Output the records exactly. Include every line.

**** THE DATA ****

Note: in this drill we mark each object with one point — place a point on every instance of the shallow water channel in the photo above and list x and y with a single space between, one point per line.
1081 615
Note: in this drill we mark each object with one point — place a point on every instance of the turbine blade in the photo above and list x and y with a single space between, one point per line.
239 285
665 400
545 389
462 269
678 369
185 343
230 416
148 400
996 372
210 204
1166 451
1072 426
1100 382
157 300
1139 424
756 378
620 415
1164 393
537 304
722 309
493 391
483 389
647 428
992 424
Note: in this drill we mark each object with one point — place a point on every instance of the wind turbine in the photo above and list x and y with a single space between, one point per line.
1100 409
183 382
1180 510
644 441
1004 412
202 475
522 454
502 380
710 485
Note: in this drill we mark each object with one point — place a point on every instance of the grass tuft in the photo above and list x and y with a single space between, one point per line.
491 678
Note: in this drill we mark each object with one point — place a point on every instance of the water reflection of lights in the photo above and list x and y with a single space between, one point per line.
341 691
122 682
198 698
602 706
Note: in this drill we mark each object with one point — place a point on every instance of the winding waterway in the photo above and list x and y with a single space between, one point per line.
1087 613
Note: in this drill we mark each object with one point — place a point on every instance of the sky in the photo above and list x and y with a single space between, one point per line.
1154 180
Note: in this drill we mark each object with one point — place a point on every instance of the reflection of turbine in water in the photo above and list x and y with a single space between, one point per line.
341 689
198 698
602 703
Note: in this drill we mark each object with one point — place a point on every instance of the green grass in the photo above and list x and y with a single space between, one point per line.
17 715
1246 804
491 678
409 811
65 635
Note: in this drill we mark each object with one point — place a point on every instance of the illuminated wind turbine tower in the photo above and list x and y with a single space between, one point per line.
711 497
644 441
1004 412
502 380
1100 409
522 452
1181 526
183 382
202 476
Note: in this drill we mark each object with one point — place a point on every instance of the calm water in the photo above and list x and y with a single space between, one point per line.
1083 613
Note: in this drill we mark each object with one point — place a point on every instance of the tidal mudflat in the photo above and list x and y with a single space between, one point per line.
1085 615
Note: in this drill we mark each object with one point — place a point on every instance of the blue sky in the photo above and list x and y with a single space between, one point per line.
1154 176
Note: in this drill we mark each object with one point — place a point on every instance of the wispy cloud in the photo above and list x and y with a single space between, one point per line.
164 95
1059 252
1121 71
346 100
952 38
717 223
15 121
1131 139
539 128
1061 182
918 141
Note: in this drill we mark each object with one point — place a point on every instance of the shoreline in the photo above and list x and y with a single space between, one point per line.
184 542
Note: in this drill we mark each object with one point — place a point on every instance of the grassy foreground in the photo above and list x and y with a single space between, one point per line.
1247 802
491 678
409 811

****

▶ **WRITTEN SOLUTION**:
Note: in this drill we mark each object with one point — place a point on every instance of the shallow water channel in the photo above and list x and y with a single space between, one point per line.
1081 615
Note: in this drill we mark each object with one point — place a point on every instance of the turbine blade in the photo above and list x and y with a single space between, one point per line.
239 285
665 400
545 389
462 269
678 369
185 343
230 416
148 400
996 372
210 204
1166 451
1072 426
1100 382
157 300
1139 424
756 378
620 415
1164 393
537 304
722 309
493 391
483 389
647 428
992 424
Note: in this drill we mark each object with one point — place a point on every instance of the wind turbine in the photo above and list x and y with a single space between, one point per line.
1100 409
183 382
1180 510
644 441
1004 412
202 475
522 454
502 380
710 485
Note: in this drill we mark each object with one point — place a point on every instance of the grass tuft in the photo above and list x and y with a single space between, one point per line.
491 678
Note: in this drill we mark each object with one point — place a point on every instance of the water reflection of lights in the photo above and list x and y with a single space between, one point per line.
341 691
122 682
198 698
602 706
Note: in this drill we mark each object with one point — place a point on every instance of the winding waterway in the photo above and list x and y with a single space between, one point per line.
1087 613
Note: in this drill we mark each object with one point — place a point on every instance of the sky in the photo above and list x and y with a single space between, one point per line.
1154 180
Note: in this drill we mark each object with one point — place a point on every instance of the reflection of turbine in water in the photo above and list x and y with a single space between, one point per line.
341 689
198 698
602 703
Note: in this drill we mark each object with one point — place a point on every instance of the green grass in the photo above and list x and y with a single space between, one point per line.
17 715
1246 804
491 678
409 811
65 635
Note: in this drill we mark each object with one point — place a point on every instance of the illuminated wind turbine tower in the photo above and list x and y with a single space between, one point per line.
711 497
644 441
1004 412
502 380
1100 409
522 452
1181 526
183 382
202 476
Note: in this drill we mark each object with one point — place a point on every instance of the calm water in the photo above and list x and y with a single space between, one point per line.
1083 613
Note: in this drill we mark each object with one point — place a point on every instance of the tidal mudflat in the photo above and list x and y with a single space between, one point per line.
1085 615
Note: in this drill we mark each object with one point — place a point on every instance of the blue sky in the photo above and list x and y with a single space between, one point per line.
1154 176
Note: in this drill we mark each object with one point — place a point on every instance of the wispy cloud in the photo above and list x and y with a single space between, one point per line.
164 95
1059 252
1121 71
346 100
952 38
717 223
15 121
1131 139
539 128
1061 182
918 141
Note: in this drill we mark each object with one point — place a point on every instance of the shoreline in the photo above and list x and y with a single space between, one point per line.
184 542
Note: in this drill we mark each object with one point — place a point on every instance of the grassy foreground in the photo above and list x and y with a single space between, one point per line.
1247 802
491 678
409 811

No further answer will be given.